[BEGIN Given information]

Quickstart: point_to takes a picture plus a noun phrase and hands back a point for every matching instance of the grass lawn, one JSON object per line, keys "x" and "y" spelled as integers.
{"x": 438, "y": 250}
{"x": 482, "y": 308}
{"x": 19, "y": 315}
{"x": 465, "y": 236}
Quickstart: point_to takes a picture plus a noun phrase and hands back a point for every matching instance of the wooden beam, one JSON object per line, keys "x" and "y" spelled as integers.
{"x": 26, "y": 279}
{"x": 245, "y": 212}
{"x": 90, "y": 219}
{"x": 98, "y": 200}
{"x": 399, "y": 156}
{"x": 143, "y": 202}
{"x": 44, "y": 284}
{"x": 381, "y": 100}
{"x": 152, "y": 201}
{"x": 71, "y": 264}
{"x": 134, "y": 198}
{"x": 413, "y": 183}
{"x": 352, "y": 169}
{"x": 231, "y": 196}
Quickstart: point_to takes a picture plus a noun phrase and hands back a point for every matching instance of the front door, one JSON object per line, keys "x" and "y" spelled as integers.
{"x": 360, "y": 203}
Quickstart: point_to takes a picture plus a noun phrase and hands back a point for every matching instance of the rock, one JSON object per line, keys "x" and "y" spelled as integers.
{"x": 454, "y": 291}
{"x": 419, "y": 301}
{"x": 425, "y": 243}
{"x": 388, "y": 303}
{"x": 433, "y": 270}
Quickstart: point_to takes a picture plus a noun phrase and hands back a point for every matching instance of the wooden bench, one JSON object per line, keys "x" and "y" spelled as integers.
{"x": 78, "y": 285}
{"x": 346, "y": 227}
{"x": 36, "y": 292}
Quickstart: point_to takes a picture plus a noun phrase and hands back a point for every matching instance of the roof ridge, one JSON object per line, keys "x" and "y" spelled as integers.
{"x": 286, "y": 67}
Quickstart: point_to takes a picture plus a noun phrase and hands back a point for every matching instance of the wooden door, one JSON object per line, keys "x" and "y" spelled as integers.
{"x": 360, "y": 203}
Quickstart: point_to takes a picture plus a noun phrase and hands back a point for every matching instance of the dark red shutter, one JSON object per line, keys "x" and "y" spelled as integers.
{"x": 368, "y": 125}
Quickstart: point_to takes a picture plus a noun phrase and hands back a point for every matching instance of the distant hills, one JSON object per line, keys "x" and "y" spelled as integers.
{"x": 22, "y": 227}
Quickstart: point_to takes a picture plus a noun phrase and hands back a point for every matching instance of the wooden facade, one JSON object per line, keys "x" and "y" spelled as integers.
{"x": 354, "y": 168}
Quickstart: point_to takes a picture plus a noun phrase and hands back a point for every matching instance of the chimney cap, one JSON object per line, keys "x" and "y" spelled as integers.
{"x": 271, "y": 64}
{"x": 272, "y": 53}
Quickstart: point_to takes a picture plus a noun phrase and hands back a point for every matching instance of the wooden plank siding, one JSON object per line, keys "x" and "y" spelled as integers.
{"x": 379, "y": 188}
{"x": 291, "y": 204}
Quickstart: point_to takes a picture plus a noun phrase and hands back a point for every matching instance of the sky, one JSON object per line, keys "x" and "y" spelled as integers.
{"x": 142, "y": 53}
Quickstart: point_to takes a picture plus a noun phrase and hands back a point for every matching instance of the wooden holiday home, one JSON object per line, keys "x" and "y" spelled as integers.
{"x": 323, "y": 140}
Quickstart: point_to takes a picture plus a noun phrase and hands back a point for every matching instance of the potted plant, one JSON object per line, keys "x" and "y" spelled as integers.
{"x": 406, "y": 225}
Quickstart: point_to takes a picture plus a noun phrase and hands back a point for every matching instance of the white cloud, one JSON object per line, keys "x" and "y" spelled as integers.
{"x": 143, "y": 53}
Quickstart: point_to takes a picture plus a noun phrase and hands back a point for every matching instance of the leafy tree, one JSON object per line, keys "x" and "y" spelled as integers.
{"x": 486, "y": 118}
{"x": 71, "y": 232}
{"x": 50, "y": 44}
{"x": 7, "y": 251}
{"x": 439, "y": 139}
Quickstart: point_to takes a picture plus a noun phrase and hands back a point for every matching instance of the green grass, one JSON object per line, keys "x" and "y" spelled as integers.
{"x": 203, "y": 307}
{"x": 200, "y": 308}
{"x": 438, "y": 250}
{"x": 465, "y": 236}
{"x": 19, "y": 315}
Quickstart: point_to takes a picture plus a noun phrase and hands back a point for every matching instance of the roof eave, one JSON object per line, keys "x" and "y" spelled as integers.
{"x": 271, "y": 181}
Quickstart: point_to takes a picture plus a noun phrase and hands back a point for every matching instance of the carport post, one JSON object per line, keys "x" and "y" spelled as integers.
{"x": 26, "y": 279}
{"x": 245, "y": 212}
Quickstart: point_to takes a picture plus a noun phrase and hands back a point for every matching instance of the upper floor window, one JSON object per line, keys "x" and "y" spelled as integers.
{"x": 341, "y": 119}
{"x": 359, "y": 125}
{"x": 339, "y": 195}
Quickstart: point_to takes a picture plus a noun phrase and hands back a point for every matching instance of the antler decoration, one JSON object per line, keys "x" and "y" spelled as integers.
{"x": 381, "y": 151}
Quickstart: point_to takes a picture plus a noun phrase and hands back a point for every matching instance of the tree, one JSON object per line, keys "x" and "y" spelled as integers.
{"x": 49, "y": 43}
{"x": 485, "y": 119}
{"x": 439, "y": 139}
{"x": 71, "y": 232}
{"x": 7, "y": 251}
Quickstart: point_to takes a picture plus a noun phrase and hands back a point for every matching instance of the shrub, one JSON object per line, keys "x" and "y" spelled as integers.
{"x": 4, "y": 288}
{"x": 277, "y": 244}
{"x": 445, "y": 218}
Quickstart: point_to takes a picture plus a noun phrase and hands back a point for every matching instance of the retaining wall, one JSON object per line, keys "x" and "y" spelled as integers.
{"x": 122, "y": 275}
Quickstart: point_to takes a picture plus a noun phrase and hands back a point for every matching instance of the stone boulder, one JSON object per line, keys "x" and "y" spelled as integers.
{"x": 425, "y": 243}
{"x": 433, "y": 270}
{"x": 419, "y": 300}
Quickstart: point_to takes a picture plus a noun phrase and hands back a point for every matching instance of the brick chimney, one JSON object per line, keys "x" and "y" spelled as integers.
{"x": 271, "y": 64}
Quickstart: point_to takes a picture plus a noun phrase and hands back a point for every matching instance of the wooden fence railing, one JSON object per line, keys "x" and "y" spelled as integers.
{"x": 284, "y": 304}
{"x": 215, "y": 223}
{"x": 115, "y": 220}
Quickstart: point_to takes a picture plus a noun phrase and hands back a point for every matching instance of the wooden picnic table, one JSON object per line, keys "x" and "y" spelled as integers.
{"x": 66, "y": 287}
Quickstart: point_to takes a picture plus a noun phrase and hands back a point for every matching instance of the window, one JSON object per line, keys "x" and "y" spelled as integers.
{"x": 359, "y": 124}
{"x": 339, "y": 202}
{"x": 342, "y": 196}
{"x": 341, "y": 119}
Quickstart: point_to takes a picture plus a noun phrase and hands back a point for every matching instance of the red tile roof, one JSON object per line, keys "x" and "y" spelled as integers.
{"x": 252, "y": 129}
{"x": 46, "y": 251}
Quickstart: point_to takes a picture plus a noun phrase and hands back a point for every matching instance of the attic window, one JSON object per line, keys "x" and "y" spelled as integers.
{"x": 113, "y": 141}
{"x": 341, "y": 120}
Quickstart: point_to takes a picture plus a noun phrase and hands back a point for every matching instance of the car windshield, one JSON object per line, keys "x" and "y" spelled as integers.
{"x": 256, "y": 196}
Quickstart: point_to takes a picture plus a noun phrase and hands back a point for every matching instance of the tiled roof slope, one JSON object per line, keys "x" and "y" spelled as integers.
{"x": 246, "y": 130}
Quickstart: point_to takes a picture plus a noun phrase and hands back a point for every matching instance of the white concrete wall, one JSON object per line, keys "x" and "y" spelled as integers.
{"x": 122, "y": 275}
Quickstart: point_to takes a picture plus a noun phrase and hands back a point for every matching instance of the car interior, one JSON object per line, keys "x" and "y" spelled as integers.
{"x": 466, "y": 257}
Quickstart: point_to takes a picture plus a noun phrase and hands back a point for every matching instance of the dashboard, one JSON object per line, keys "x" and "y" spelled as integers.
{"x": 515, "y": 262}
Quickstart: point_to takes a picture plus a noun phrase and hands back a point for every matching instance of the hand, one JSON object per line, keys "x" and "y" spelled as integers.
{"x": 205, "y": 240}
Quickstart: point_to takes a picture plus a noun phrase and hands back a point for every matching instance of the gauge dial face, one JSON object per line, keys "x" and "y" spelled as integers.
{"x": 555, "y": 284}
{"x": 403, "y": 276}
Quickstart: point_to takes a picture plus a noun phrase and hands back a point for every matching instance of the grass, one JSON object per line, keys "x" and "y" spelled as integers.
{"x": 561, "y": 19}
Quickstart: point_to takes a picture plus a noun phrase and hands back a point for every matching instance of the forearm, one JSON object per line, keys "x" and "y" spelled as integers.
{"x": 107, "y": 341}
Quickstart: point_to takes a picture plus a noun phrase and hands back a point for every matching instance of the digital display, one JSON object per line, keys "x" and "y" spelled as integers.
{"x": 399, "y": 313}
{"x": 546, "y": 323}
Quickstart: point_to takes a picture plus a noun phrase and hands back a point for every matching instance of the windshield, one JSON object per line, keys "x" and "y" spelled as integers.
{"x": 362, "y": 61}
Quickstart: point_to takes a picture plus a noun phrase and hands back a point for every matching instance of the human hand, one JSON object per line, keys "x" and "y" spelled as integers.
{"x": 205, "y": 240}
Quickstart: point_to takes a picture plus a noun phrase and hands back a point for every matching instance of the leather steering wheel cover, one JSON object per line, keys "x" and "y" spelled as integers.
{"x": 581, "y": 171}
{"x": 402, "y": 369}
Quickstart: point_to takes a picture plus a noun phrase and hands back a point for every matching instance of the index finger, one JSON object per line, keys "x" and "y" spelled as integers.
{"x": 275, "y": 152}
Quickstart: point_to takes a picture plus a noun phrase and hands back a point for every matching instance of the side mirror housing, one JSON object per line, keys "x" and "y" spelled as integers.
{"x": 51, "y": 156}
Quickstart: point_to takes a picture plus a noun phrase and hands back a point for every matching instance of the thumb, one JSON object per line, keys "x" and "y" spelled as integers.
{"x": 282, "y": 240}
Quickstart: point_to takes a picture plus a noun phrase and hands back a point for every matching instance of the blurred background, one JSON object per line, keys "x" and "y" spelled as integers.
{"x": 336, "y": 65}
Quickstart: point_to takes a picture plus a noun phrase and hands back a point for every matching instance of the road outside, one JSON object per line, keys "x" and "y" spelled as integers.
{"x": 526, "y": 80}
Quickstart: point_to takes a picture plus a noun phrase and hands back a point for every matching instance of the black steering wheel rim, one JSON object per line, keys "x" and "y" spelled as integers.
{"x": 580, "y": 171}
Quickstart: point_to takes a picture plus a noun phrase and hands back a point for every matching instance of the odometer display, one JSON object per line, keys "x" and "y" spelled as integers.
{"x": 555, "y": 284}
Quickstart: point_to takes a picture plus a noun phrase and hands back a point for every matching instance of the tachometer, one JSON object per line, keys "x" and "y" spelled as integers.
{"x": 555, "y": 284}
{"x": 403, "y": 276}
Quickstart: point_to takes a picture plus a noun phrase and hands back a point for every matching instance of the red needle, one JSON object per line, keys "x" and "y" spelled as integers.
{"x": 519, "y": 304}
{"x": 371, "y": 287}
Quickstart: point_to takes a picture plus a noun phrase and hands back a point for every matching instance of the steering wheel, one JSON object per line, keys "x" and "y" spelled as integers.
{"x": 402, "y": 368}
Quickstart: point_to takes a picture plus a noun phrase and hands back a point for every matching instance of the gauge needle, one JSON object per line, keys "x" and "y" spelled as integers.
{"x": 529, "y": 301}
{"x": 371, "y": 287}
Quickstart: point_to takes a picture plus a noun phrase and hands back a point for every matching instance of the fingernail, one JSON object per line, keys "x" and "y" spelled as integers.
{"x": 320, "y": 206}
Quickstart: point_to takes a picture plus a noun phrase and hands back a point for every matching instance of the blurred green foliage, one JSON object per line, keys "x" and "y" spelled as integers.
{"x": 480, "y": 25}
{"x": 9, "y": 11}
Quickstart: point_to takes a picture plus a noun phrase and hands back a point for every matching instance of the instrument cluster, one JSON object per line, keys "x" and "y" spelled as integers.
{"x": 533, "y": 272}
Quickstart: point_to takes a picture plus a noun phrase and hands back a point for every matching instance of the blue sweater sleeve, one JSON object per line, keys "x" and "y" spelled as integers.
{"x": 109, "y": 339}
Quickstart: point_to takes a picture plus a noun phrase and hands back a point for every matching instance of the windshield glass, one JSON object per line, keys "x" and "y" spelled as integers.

[END Given information]

- _What you need to do_: Begin with the line that contains "the fingernail, one" and end with the last line of the records; set down every line in that span exactly, and nothing else.

- _Solved problem_:
Quickstart: point_to takes a picture plus a noun phrase and hands back a point for every matching instance of the fingernail, one JSON object per line, keys "x" and "y" spelled as integers.
{"x": 320, "y": 206}
Quickstart: point_to takes a picture plus a noun phrase and hands back a point for every matching instance of the blurred green foliage, one JSON object per line, keys "x" and "y" spelled as integers.
{"x": 480, "y": 25}
{"x": 9, "y": 11}
Quickstart: point_to takes a picture plus a noun phrase and hands back a point for every matching instance of the instrument cluster, one JSON object per line, keys "x" and "y" spelled as integers.
{"x": 533, "y": 272}
Quickstart: point_to takes a picture plus a noun phrase and hands back a point for every matching instance of the blue sweater sleeve, one JSON object per line, keys "x" and "y" spelled as integers.
{"x": 109, "y": 339}
Quickstart: point_to takes a picture plus a noun phrase and hands back a point for every matching instance of the windshield glass, one JSON object per line, keys "x" and "y" spelled as integers.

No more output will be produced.